Text for analysis:
◇ ◇ ◇ ◇ ◇
Disney has officially kicked off Marvel’s phase 4 of the MCU with the release of Captain Marvel in cinemas Thursday. The much-hyped film, touted as the new standard bearer for the Marvel franchise, features Marvel’s first female super hero to get her own title. As such, many feminists have joined a chorus touting the film as a feminist anthem without the benefit of actually watching the movie. This follows the hype of Black Panther as offering the first black super hero to get his own movie. Even before Captain Marvel was released, the movie was being bashed online by one group while being vociferously defended by another. It is unfortunate that Captain Marvel does not fair well by the comparison.
The film tells the story of Carol Danvers, an air force pilot who rankles at being denied the opportunity to be a combat pilot because she is a woman, taking a female scientist (Annette Benning) on a flight in an experimental aircraft and encountering unexpected problems. The film starts with our heroine fighting along side a noble band of warrior heroes already introduced in the MCU as the Kree. Vers—as she is called by the Kree—has an aggressive, emotional fighting style that frustrates her mentor played by Jude Law. She also has powers and abilities that no other Kree seems to possess, and she has no memory beyond six years prior. Through the course of her adventures, she uncovers the secret of her prior life and how she came to the Kree and how she obtained her awesome powers.
◇ ◇ ◇ ◇ ◇
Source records

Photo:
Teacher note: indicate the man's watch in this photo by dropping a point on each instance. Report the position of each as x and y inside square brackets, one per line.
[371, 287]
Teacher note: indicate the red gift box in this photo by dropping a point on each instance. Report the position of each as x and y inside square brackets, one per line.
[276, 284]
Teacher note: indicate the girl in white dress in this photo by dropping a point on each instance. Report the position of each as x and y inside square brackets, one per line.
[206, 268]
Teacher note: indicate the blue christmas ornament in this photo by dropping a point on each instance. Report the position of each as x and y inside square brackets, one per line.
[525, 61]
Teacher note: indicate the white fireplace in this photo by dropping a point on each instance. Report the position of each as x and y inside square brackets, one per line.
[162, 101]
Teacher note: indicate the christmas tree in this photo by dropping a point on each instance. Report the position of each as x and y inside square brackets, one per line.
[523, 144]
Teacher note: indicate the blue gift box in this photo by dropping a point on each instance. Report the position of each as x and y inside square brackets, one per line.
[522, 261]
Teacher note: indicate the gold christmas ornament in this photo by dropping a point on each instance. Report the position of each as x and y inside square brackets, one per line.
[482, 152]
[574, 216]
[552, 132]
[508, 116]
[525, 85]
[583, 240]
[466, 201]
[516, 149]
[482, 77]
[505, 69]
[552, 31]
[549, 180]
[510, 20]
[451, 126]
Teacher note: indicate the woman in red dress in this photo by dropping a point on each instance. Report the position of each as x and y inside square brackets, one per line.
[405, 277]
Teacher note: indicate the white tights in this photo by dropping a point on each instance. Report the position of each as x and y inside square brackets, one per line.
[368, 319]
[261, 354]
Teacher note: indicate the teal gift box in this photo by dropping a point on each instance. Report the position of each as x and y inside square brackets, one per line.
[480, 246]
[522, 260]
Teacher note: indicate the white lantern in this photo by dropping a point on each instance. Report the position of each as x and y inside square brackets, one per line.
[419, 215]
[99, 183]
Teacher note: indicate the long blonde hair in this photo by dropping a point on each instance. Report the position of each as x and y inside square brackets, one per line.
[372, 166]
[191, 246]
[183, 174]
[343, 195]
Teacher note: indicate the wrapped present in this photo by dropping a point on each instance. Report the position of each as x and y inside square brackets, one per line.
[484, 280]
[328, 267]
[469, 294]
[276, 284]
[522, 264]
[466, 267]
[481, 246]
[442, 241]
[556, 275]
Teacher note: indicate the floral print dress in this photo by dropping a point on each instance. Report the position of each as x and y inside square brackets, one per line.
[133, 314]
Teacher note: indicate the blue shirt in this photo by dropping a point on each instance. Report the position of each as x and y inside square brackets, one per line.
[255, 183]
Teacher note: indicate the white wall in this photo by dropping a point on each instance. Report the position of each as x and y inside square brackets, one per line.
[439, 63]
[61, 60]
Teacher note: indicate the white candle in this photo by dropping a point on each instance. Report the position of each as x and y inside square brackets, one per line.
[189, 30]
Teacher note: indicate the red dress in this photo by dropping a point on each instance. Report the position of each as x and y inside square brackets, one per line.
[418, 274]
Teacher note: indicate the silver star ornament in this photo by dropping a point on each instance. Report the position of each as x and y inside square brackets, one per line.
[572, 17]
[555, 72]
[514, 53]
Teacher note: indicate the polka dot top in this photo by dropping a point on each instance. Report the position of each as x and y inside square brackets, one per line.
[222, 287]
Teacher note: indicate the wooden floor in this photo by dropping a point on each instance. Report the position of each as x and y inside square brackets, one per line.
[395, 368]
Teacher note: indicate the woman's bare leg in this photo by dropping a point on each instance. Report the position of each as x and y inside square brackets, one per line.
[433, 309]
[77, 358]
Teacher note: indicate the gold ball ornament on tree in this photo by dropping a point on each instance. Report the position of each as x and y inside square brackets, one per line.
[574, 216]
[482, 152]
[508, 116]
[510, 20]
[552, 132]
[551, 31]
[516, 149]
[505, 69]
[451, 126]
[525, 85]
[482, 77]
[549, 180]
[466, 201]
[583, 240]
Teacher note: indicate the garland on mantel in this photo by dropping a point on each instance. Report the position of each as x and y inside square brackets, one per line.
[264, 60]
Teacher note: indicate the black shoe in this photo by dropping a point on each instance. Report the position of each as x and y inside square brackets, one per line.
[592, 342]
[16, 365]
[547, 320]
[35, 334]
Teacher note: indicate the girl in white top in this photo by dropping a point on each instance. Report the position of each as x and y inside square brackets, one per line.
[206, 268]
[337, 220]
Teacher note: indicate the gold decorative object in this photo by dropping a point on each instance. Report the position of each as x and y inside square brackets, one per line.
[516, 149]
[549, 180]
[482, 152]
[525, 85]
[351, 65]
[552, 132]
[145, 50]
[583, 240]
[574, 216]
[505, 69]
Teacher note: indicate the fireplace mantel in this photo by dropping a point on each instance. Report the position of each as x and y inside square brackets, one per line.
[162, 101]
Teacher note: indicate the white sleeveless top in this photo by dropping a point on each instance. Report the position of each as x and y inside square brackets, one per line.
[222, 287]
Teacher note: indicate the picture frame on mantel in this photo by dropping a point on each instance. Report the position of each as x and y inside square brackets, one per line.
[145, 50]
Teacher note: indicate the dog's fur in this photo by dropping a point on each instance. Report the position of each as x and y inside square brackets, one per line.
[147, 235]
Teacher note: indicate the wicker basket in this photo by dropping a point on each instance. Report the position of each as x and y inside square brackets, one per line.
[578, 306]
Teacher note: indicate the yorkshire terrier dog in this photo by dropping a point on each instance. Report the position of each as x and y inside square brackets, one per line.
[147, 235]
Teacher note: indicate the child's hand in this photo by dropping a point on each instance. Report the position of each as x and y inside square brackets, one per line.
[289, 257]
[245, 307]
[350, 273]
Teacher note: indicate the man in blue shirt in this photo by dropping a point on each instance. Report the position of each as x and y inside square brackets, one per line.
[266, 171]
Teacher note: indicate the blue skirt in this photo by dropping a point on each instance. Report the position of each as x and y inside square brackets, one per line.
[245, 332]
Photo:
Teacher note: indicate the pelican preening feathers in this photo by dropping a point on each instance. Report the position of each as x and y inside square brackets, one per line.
◇ ◇ ◇ ◇ ◇
Questions on the material:
A – Summarize the passage on Captain Marvel in two sentences.
B – Extract from the passage on Captain Marvel the part that opens with the words "Disney has officially" and closes with "by the comparison.".

Answers in order:
A – Captain Marvel, which opens Marvel's phase 4 of the MCU, features Marvel's first female superhero to get her own title, and many feminists praised it as a feminist anthem without having seen it, though the passage judges that it does not do well by comparison with the hype around Black Panther. The film follows Carol Danvers, an air force pilot who, known as Vers among the Kree, fights alongside them with powers no other Kree seems to have and no memory beyond six years prior, and she uncovers her past life and how she got her powers.

B –
Disney has officially kicked off Marvel’s phase 4 of the MCU with the release of Captain Marvel in cinemas Thursday. The much-hyped film, touted as the new standard bearer for the Marvel franchise, features Marvel’s first female super hero to get her own title. As such, many feminists have joined a chorus touting the film as a feminist anthem without the benefit of actually watching the movie. This follows the hype of Black Panther as offering the first black super hero to get his own movie. Even before Captain Marvel was released, the movie was being bashed online by one group while being vociferously defended by another. It is unfortunate that Captain Marvel does not fair well by the comparison.